# [WORK TO COMPLETE]
Read through the data, and wherever a line holds the word "lamp", write that line out.

-------

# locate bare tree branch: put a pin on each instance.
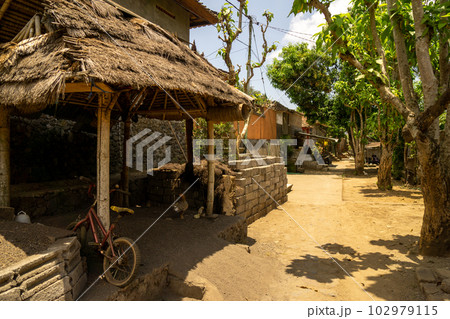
(426, 118)
(430, 83)
(402, 58)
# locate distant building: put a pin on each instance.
(176, 16)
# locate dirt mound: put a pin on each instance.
(18, 241)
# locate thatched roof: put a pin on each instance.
(96, 43)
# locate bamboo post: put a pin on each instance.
(189, 140)
(103, 140)
(4, 8)
(37, 24)
(210, 195)
(5, 169)
(125, 178)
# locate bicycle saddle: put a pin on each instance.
(122, 210)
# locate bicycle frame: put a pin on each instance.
(91, 219)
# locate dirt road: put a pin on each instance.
(337, 238)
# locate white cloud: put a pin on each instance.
(308, 24)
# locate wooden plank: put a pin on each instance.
(5, 169)
(83, 87)
(210, 189)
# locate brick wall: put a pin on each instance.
(258, 184)
(56, 274)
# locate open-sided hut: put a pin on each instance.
(88, 57)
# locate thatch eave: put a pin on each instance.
(99, 45)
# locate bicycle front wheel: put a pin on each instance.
(121, 269)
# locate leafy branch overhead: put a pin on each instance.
(401, 47)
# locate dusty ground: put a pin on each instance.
(337, 238)
(343, 219)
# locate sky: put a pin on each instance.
(301, 28)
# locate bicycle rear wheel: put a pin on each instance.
(121, 269)
(81, 234)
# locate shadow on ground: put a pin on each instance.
(386, 278)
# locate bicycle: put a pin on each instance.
(121, 257)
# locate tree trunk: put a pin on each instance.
(435, 181)
(358, 152)
(385, 167)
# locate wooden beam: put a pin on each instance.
(125, 176)
(4, 7)
(154, 98)
(37, 24)
(165, 106)
(210, 189)
(198, 10)
(201, 103)
(103, 142)
(170, 112)
(83, 87)
(5, 168)
(190, 101)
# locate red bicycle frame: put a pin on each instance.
(90, 220)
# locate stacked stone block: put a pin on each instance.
(261, 185)
(56, 274)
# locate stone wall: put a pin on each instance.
(243, 194)
(258, 184)
(56, 274)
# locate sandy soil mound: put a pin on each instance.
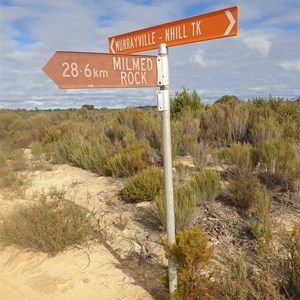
(116, 270)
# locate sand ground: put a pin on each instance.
(93, 271)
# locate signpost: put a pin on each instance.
(101, 70)
(218, 24)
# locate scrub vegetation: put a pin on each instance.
(254, 144)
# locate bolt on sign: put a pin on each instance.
(101, 70)
(218, 24)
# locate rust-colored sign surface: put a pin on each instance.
(101, 70)
(218, 24)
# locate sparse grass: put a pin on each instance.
(242, 282)
(206, 185)
(260, 223)
(52, 224)
(290, 264)
(121, 222)
(192, 255)
(144, 186)
(184, 206)
(243, 187)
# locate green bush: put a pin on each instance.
(259, 223)
(200, 154)
(263, 126)
(192, 255)
(241, 281)
(48, 225)
(238, 157)
(224, 123)
(144, 186)
(206, 185)
(183, 101)
(36, 150)
(128, 162)
(243, 188)
(185, 131)
(291, 263)
(277, 162)
(184, 206)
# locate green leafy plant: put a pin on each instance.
(290, 264)
(259, 223)
(128, 162)
(277, 163)
(243, 188)
(240, 281)
(184, 206)
(192, 256)
(206, 184)
(144, 186)
(48, 225)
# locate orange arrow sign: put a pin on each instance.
(213, 25)
(101, 70)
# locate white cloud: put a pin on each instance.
(290, 65)
(202, 61)
(262, 59)
(259, 44)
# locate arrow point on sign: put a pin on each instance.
(232, 22)
(111, 46)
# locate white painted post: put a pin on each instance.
(163, 104)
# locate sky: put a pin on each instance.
(262, 60)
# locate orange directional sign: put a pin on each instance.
(101, 70)
(213, 25)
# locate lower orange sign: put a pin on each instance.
(101, 70)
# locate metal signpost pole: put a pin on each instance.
(163, 104)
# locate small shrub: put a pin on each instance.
(10, 179)
(185, 101)
(49, 225)
(18, 162)
(206, 184)
(200, 154)
(263, 126)
(260, 223)
(144, 186)
(238, 157)
(240, 281)
(36, 150)
(192, 255)
(127, 163)
(121, 222)
(278, 164)
(243, 189)
(184, 206)
(291, 263)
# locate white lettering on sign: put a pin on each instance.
(141, 40)
(132, 64)
(196, 30)
(72, 70)
(133, 78)
(175, 33)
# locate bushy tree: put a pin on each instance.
(185, 101)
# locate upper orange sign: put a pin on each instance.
(101, 70)
(218, 24)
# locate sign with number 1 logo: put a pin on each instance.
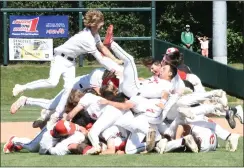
(39, 26)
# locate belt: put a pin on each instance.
(68, 58)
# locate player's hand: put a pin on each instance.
(103, 101)
(69, 117)
(83, 130)
(160, 105)
(120, 62)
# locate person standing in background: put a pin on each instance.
(204, 41)
(187, 38)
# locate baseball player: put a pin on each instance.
(86, 41)
(200, 140)
(98, 112)
(116, 138)
(64, 137)
(57, 140)
(92, 80)
(131, 86)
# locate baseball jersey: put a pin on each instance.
(91, 105)
(81, 43)
(61, 148)
(178, 84)
(196, 82)
(205, 137)
(155, 88)
(119, 134)
(94, 79)
(204, 44)
(47, 142)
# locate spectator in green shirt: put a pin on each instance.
(187, 38)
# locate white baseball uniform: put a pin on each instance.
(178, 86)
(28, 144)
(61, 148)
(94, 79)
(119, 134)
(64, 63)
(131, 85)
(206, 137)
(148, 108)
(105, 115)
(199, 121)
(198, 87)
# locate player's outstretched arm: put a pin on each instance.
(107, 53)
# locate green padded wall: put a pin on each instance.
(212, 74)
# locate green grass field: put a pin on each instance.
(221, 157)
(26, 73)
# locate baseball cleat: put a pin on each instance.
(230, 118)
(161, 145)
(150, 139)
(190, 143)
(9, 146)
(17, 89)
(232, 142)
(109, 36)
(239, 113)
(186, 112)
(18, 104)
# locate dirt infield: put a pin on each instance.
(24, 129)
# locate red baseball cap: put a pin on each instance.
(182, 74)
(170, 50)
(63, 128)
(115, 81)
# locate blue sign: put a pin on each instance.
(39, 26)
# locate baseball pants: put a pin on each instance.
(108, 117)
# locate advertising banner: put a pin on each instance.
(30, 49)
(39, 26)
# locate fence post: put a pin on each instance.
(80, 28)
(5, 36)
(153, 27)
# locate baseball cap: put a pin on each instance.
(63, 128)
(182, 74)
(166, 57)
(115, 81)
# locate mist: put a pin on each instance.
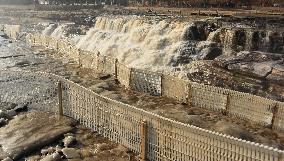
(16, 2)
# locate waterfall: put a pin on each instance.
(137, 41)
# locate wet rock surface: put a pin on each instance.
(29, 131)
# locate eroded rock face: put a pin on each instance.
(256, 64)
(30, 131)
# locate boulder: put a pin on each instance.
(69, 140)
(31, 131)
(233, 130)
(71, 153)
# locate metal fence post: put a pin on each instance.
(60, 108)
(226, 111)
(274, 112)
(115, 68)
(143, 129)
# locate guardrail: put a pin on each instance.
(260, 110)
(154, 137)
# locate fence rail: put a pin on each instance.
(243, 105)
(165, 139)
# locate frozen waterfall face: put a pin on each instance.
(235, 56)
(142, 42)
(155, 42)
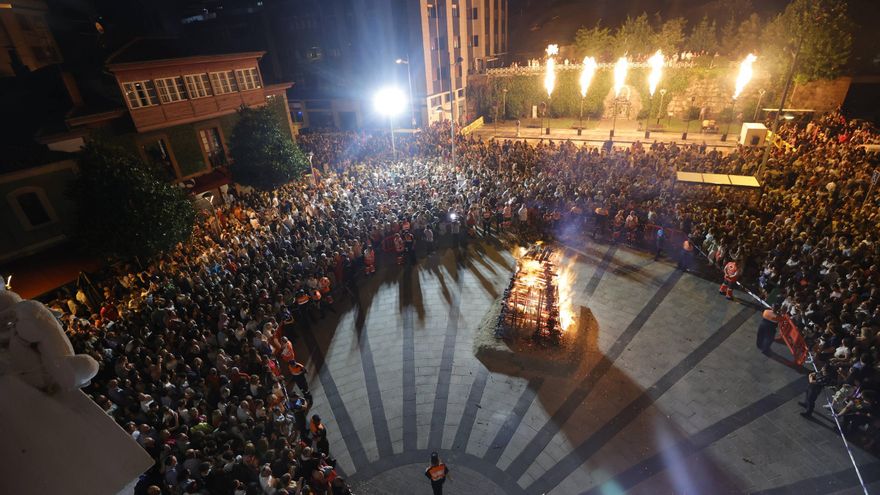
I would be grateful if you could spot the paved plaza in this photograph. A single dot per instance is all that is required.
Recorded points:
(673, 396)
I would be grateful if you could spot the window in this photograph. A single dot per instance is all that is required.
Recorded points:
(32, 207)
(140, 93)
(297, 112)
(224, 82)
(198, 85)
(171, 89)
(248, 78)
(212, 146)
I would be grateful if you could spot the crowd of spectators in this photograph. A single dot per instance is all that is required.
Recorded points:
(198, 349)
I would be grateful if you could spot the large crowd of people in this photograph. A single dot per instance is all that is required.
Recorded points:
(198, 350)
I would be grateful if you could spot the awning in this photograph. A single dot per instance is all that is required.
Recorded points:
(717, 179)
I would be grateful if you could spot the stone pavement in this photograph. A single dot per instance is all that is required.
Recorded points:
(677, 401)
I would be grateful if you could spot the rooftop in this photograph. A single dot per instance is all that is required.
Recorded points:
(158, 49)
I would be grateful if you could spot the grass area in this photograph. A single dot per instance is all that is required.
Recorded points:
(557, 123)
(680, 125)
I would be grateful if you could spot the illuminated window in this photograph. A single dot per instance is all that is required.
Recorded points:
(199, 85)
(248, 78)
(170, 89)
(140, 94)
(224, 82)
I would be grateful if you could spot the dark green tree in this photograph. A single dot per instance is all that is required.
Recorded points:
(595, 42)
(670, 37)
(823, 30)
(125, 208)
(263, 152)
(634, 36)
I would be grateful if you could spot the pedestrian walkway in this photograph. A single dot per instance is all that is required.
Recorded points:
(674, 397)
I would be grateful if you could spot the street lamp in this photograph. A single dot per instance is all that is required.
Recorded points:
(403, 61)
(758, 105)
(390, 102)
(688, 117)
(660, 110)
(620, 70)
(730, 119)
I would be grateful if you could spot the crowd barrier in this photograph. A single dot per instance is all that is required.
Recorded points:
(794, 339)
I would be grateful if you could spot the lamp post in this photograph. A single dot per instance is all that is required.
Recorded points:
(405, 61)
(730, 120)
(687, 126)
(660, 110)
(390, 102)
(453, 103)
(758, 105)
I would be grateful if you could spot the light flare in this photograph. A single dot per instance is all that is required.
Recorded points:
(587, 73)
(566, 283)
(745, 74)
(620, 70)
(550, 74)
(656, 62)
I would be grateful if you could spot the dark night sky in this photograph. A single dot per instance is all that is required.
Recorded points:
(559, 19)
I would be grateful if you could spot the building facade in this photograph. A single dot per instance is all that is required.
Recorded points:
(467, 35)
(26, 43)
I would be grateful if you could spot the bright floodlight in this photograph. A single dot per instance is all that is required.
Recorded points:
(745, 74)
(656, 62)
(390, 101)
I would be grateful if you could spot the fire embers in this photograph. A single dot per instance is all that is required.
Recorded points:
(531, 300)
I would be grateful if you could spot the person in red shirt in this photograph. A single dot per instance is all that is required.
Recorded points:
(437, 473)
(731, 274)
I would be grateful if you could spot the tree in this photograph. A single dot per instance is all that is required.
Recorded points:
(595, 42)
(670, 36)
(124, 208)
(703, 37)
(634, 36)
(823, 30)
(264, 155)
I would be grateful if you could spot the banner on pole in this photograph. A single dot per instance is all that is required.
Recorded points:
(793, 339)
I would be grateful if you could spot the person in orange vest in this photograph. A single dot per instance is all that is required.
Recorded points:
(324, 287)
(409, 245)
(298, 376)
(302, 308)
(319, 435)
(687, 254)
(286, 352)
(369, 261)
(398, 248)
(731, 274)
(767, 328)
(437, 472)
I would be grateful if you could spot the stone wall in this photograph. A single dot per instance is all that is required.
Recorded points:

-------

# [WRITTEN SOLUTION]
I would be grateful if you could spot the street lamp in this photograph. A single dot per instance is all that is required.
I would be grateful if you could spot the lamp post in this photograph. A single dot per instance is all that is required.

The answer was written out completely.